**PROVIDED TEXT:**
▼▼▼

First, these are not magic hooks.

Second, I suggest that you need to rephrase "I can make you" and
re-send your reply.

Thanks, David
Richard Biener June 11, 2012, 2:55 p.m. UTC | #7
On Mon, 11 Jun 2012, David Edelsohn wrote:

> On Mon, Jun 11, 2012 at 10:48 AM, Richard Guenther <rguenther@suse.de> wrote:
> > On Mon, 11 Jun 2012, David Edelsohn wrote:
> >
> >> On Mon, Jun 11, 2012 at 7:40 AM, Richard Guenther <rguenther@suse.de> wrote:
> >>
> >> > Hmm.  I don't like this patch or its general idea too much.  Instead
> >> > I'd like us to move more of the cost model detail to the target, giving
> >> > it a chance to look at the whole loop before deciding on a cost.  ISTR
> >> > posting the overall idea at some point, but let me repeat it here instead
> >> > of trying to find that e-mail.
> >>
> >> Richard,
> >>
> >> Allowing the target to see the entire loop and have more control over
> >> the cost model is a fine goal, but the current code is using incorrect
> >> heuristics. Requiring a complete re-write of the auto-vectorizer cost
> >> model should not be a requirement for fixing the current code.
> >
> > If fixing the current code adds more "magic" hooks at the wrong spot
> > then yes, in stage1 I can make you think about a more proper solution
> > to the issue.
> 
> First, these are not magic hooks.

Well, they are at least magic numbers and heuristics that apply
generally and not only to the single issue in sphinx.  And in
fact how it works for sphinx _is_ magic.

> Second, I suggest that you need to rephrase "I can make you" and
> re-send your reply.

Sorry for my bad english.  Consider it meaning that I'd rather have
you think about a more proper solution.  That's what patch review
is about after all, no?  Sometimes a complete re-write (which gets
more difficult which each of the patches "enhancing" the not ideal
current state) is the best thing to do.

Richard.
Richard Biener June 11, 2012, 2:58 p.m. UTC | #8
On Mon, 11 Jun 2012, Richard Guenther wrote:

> On Mon, 11 Jun 2012, William J. Schmidt wrote:
> 
> > On Mon, 2012-06-11 at 13:40 +0200, Richard Guenther wrote:
> > > On Fri, 8 Jun 2012, William J. Schmidt wrote:
> > > 
> > > > This patch adds a heuristic to the vectorizer when estimating the
> > > > minimum profitable number of iterations.  The heuristic is
> > > > target-dependent, and is currently disabled for all targets except
> > > > PowerPC.  However, the intent is to make it general enough to be useful
> > > > for other targets that want to opt in.
> > > > 
> > > > A previous patch addressed some PowerPC SPEC degradations by modifying
> > > > the vector cost model values for vec_perm and vec_promote_demote.  The
> > > > values were set a little higher than their natural values because the
> > > > natural values were not sufficient to prevent a poor vectorization
> > > > choice.  However, this is not the right long-term solution, since it can
> > > > unnecessarily constrain other vectorization choices involving permute
> > > > instructions.

▲▲▲

**INSTRUCTIONS TO FOLLOW:** In the patch discussion, which target is the only one where the new vectorizer heuristic is currently enabled?

**EXTRACTED ENTRIES:**
▼▼▼

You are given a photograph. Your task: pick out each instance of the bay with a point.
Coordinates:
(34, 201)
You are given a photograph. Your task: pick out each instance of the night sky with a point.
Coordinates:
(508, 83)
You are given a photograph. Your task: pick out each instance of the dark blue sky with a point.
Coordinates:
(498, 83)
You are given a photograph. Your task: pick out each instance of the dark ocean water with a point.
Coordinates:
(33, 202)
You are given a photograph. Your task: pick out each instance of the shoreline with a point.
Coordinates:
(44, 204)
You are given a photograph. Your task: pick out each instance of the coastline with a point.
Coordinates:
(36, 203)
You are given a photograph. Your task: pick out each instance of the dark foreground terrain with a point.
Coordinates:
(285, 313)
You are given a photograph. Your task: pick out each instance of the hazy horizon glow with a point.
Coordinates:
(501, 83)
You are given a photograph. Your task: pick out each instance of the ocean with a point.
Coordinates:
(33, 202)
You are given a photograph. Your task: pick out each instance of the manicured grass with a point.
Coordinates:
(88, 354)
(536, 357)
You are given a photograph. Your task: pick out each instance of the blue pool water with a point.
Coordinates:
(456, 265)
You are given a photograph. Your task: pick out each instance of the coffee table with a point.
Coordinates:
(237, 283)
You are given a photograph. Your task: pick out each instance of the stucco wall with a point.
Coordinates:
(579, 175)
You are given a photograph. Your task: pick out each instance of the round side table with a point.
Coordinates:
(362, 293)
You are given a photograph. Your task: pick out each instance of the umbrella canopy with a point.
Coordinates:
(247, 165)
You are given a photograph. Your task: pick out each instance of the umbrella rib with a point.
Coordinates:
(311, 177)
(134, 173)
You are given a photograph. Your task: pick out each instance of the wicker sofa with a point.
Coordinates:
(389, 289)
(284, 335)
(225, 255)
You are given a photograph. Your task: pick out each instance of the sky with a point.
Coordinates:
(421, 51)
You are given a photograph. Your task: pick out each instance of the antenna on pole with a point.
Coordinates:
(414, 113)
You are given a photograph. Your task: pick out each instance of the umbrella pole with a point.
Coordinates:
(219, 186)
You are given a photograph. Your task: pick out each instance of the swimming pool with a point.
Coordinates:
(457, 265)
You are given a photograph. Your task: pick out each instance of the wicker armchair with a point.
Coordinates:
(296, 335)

▲▲▲

**COMPLETED EXERCISE:** PowerPC